◆ Records supplied
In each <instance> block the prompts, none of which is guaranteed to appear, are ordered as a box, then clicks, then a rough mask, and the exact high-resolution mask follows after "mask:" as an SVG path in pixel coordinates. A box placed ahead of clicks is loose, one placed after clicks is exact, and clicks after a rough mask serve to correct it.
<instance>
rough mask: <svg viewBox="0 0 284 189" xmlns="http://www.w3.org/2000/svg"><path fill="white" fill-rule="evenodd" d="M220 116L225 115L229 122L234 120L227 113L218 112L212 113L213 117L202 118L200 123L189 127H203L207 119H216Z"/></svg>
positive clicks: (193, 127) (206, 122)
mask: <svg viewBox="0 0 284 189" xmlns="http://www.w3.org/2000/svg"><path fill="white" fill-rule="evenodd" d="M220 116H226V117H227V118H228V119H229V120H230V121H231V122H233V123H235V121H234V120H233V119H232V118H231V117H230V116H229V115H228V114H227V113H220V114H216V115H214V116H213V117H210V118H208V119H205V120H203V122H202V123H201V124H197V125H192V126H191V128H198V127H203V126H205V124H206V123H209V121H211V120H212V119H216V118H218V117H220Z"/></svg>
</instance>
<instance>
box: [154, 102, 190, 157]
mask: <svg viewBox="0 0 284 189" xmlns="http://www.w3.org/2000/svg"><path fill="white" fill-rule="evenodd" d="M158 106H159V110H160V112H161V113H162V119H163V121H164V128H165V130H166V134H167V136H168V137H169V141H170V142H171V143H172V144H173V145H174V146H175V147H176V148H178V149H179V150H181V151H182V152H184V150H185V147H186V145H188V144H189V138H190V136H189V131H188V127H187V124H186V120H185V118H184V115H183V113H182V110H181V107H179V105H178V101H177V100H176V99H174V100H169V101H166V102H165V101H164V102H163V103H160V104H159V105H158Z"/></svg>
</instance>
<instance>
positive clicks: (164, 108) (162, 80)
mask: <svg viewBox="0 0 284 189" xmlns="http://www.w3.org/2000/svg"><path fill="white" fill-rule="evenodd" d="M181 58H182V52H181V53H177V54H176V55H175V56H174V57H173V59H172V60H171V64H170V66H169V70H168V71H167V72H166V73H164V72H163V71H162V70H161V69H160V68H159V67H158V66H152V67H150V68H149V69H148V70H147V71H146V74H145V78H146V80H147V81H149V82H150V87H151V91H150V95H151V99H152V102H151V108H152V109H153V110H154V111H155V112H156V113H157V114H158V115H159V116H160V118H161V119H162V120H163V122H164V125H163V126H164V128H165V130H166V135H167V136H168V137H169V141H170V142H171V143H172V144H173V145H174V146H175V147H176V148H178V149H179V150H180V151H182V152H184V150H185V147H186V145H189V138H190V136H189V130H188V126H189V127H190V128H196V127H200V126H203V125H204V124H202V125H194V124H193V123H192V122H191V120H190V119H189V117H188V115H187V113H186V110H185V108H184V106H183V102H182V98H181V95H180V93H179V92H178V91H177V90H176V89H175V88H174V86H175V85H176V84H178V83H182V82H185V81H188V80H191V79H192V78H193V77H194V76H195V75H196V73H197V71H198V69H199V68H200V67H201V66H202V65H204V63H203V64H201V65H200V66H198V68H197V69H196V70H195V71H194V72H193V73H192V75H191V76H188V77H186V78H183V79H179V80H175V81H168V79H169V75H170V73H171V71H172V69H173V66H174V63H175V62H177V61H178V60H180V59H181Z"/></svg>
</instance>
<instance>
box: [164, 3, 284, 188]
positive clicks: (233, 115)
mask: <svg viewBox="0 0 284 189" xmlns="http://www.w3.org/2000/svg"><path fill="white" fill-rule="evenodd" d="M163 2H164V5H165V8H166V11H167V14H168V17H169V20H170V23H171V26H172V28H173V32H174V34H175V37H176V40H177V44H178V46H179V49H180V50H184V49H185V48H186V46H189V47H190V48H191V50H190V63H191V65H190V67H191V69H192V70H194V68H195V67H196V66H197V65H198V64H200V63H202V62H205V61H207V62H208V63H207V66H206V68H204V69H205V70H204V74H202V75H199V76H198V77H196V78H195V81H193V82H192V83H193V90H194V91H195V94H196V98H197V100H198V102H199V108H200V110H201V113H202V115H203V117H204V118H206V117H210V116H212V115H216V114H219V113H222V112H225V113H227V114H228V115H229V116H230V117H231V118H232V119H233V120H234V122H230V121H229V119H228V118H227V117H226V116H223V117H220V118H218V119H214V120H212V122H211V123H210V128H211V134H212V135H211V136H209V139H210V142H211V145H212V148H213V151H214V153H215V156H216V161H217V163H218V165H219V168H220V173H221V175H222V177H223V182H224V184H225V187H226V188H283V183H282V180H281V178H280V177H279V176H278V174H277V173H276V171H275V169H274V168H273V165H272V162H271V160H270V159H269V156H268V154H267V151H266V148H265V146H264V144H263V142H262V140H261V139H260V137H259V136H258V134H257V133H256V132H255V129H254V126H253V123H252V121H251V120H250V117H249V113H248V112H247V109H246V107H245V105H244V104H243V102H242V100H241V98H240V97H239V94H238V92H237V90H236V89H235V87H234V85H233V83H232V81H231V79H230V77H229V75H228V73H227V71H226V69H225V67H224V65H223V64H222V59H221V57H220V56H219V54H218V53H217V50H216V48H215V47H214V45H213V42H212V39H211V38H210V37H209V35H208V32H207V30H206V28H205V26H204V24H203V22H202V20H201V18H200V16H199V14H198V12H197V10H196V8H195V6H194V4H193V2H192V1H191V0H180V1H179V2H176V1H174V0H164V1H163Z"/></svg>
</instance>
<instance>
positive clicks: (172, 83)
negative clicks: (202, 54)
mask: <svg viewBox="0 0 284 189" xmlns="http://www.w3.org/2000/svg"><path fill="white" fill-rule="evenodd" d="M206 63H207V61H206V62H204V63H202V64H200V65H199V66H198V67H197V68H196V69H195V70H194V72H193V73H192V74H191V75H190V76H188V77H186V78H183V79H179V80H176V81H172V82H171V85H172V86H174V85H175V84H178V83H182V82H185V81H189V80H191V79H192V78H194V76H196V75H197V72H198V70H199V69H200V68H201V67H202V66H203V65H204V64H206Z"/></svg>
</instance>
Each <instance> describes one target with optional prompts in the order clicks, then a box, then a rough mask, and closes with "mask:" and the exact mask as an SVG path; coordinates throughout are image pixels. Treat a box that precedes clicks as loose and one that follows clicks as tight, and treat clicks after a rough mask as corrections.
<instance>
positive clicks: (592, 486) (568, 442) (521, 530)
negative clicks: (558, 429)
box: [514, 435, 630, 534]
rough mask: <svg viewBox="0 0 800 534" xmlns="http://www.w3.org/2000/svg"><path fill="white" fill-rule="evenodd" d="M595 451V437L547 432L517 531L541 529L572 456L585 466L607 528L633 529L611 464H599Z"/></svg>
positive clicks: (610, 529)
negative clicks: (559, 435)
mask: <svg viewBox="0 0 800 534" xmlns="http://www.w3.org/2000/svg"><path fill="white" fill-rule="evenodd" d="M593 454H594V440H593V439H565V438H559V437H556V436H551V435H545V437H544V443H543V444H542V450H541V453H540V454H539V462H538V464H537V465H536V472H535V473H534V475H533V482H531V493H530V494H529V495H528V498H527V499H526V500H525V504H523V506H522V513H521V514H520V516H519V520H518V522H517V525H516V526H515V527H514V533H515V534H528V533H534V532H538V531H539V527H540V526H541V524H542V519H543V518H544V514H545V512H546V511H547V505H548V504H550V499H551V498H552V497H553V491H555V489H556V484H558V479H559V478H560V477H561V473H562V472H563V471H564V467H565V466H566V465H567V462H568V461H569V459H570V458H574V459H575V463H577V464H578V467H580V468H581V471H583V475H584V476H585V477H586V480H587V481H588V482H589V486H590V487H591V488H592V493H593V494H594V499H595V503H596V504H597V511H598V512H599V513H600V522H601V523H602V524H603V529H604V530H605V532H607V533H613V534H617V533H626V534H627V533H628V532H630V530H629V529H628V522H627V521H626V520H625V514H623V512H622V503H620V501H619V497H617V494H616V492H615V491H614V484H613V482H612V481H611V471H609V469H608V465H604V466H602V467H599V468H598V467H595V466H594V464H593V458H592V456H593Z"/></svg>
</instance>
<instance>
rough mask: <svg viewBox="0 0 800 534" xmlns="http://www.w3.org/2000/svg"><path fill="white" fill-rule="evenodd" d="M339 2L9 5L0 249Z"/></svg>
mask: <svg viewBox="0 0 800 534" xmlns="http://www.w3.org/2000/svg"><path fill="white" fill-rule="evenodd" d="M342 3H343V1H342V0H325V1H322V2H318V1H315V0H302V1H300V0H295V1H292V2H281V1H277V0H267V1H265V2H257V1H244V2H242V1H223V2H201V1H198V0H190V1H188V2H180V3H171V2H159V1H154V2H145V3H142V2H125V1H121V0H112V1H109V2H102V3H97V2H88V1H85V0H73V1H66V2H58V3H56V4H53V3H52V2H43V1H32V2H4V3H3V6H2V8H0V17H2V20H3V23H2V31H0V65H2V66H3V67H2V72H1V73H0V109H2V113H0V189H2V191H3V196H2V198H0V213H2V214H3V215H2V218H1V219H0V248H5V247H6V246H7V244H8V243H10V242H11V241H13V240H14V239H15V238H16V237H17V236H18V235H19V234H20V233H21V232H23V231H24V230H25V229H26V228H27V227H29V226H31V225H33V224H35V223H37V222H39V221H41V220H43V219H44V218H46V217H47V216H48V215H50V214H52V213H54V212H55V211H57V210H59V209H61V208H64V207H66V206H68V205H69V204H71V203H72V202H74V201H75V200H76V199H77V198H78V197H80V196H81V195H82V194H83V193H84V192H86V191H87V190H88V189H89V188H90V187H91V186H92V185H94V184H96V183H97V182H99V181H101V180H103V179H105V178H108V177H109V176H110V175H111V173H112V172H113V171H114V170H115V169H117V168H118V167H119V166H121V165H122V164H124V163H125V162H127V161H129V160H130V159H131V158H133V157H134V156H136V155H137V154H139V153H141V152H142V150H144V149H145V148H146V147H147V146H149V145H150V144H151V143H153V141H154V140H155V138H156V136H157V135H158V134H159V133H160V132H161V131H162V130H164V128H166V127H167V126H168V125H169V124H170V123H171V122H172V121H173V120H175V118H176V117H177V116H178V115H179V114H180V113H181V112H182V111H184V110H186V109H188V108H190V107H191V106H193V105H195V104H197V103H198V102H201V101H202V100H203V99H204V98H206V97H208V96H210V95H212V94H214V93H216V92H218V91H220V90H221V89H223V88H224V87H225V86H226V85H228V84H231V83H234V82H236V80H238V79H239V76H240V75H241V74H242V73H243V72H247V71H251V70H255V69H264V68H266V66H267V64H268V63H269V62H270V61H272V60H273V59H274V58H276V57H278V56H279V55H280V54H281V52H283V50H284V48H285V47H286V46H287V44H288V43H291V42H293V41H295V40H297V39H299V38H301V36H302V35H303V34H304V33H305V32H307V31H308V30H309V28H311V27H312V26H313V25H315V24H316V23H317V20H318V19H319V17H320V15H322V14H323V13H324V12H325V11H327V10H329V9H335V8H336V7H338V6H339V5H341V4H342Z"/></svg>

◆ Task description
When a line of the entries contains the word "coordinates", it counts toward the total; reply with that total alone.

◆ Answer box
2